▼

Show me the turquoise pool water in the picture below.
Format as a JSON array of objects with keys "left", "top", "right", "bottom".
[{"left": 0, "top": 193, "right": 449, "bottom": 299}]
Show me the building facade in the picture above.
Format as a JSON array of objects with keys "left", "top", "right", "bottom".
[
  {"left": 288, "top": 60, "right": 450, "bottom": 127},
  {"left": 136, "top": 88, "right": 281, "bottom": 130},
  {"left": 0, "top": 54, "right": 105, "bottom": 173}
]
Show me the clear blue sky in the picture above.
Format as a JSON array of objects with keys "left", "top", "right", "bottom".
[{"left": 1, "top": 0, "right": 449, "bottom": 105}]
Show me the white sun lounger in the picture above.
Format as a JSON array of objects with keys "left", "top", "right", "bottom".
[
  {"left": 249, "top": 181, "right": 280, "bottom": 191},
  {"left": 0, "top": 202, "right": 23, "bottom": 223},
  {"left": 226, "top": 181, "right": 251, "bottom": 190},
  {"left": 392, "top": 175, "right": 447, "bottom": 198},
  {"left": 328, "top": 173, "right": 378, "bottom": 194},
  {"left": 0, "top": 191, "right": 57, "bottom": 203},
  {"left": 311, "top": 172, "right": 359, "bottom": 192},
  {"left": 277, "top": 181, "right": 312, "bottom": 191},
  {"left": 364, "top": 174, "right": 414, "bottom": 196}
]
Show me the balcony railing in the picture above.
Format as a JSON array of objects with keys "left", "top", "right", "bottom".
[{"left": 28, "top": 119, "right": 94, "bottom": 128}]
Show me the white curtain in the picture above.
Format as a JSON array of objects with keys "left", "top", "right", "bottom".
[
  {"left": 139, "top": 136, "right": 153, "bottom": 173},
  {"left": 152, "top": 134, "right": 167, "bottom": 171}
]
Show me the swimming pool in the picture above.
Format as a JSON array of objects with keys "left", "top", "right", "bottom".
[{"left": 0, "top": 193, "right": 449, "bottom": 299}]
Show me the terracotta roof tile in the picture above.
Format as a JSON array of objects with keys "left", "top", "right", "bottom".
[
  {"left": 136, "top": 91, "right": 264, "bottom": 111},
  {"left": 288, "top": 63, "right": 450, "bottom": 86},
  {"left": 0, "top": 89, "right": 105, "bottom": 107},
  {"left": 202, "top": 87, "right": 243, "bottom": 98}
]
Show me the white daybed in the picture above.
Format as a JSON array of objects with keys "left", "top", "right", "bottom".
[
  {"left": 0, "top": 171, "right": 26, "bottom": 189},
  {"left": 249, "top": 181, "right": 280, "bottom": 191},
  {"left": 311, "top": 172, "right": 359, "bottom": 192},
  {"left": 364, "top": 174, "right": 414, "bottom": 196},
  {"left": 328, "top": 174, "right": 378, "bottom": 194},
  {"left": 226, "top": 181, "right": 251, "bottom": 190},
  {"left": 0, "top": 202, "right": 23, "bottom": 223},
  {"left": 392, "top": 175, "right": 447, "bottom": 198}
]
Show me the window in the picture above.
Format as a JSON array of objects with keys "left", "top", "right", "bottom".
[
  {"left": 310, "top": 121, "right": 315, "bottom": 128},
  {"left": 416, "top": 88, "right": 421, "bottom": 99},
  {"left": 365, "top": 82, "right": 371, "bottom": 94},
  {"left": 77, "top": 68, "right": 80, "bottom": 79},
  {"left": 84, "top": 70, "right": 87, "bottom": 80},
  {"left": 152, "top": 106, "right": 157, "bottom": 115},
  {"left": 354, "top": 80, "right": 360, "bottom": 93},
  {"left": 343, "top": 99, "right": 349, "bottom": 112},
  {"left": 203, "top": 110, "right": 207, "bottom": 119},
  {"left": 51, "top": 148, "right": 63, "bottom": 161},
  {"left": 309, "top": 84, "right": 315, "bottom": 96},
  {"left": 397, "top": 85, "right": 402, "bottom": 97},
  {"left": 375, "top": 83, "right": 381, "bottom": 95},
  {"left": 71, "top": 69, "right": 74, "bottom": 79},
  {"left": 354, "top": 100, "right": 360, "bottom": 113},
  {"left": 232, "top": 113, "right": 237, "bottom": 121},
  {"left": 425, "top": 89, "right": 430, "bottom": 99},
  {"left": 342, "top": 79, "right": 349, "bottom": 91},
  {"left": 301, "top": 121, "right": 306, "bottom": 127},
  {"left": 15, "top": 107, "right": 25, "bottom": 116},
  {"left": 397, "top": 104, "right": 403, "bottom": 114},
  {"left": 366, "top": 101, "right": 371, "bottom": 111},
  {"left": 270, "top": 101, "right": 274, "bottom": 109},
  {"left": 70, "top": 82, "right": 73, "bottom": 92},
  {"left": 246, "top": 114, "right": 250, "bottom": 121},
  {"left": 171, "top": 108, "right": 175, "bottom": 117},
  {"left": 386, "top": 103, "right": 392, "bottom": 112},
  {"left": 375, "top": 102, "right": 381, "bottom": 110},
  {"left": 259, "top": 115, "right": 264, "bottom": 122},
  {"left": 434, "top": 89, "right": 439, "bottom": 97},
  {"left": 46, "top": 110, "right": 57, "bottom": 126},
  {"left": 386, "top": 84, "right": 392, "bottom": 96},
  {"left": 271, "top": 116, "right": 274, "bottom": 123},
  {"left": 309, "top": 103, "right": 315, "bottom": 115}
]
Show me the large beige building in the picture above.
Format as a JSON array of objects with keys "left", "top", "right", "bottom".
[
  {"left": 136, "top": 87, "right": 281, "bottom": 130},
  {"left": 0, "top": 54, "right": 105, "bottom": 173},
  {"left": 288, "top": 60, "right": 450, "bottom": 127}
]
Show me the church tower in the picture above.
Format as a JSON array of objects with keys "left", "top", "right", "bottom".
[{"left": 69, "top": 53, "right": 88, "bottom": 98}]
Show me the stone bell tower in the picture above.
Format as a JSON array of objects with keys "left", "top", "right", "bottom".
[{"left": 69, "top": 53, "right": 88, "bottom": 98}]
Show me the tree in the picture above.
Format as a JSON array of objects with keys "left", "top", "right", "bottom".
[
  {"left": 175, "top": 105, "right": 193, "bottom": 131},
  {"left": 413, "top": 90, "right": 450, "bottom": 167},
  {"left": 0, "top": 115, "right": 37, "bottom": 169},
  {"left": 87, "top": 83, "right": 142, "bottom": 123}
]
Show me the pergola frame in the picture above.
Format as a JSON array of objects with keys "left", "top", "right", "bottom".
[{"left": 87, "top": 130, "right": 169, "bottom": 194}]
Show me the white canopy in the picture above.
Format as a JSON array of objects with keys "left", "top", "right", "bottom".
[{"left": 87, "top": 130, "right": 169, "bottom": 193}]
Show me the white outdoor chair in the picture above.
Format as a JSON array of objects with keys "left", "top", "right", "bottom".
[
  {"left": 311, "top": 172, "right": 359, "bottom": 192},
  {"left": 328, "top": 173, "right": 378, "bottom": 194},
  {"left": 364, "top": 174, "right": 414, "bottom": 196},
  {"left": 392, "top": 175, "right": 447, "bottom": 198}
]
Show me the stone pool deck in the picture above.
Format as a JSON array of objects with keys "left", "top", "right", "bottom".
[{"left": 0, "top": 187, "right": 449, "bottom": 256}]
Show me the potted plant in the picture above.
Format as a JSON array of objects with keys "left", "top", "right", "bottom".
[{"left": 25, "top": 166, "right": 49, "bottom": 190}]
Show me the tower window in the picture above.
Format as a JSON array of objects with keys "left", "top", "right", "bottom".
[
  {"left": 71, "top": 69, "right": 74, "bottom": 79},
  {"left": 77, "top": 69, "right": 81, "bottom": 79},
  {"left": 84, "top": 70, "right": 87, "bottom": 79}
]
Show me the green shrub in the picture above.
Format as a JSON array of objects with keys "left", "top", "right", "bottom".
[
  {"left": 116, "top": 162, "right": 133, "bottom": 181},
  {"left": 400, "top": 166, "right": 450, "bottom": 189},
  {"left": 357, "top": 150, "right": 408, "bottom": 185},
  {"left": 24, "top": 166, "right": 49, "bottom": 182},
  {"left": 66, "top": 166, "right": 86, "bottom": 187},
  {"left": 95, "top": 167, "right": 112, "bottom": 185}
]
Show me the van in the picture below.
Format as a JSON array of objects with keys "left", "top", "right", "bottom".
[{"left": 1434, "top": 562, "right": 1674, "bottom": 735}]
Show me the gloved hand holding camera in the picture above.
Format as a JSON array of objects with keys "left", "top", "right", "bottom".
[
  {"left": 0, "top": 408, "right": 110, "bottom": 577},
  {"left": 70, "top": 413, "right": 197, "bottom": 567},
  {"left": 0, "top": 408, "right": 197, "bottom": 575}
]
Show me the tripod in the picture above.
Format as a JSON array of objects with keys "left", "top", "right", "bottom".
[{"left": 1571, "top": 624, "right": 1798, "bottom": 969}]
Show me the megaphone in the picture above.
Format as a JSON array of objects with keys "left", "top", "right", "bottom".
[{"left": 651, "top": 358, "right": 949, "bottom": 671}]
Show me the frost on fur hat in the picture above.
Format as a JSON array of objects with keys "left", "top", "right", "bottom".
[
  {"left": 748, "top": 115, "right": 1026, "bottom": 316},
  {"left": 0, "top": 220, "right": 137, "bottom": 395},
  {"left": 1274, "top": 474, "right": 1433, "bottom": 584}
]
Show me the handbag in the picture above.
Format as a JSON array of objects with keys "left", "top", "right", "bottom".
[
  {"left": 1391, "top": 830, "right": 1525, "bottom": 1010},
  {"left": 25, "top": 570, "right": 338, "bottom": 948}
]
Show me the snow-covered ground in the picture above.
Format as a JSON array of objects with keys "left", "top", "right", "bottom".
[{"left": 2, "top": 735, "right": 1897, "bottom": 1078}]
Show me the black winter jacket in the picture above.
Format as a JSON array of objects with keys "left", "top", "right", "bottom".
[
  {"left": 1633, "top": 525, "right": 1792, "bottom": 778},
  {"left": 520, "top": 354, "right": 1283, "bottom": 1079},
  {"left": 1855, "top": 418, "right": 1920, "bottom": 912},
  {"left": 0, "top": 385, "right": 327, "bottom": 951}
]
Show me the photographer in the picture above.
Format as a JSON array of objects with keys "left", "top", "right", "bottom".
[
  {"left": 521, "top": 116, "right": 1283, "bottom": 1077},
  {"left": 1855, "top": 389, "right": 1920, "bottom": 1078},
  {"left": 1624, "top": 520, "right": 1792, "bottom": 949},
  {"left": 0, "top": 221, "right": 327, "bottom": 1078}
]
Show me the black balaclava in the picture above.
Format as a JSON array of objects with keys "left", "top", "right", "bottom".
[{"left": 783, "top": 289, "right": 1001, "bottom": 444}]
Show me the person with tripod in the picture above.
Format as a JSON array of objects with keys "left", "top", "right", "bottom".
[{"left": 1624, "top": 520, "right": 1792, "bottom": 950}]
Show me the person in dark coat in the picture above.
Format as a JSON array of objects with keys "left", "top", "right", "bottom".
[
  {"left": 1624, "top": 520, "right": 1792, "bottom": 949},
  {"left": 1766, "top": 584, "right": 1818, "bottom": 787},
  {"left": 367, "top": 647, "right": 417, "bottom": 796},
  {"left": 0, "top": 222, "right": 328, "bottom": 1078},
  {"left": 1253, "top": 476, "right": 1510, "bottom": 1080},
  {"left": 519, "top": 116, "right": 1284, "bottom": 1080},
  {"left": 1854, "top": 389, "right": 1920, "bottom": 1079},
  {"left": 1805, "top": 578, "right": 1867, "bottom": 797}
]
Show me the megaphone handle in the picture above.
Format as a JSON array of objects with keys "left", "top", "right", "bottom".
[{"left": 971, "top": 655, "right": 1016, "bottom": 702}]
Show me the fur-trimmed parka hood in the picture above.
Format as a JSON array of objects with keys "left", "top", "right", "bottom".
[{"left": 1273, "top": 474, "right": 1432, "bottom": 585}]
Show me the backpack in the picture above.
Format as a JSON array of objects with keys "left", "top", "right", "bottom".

▲

* **Task statement**
If a line in the records has the word "building", copy that line.

* **Result for this task**
Show me the building facade in the picture above.
Show me the large beige building in the picture above.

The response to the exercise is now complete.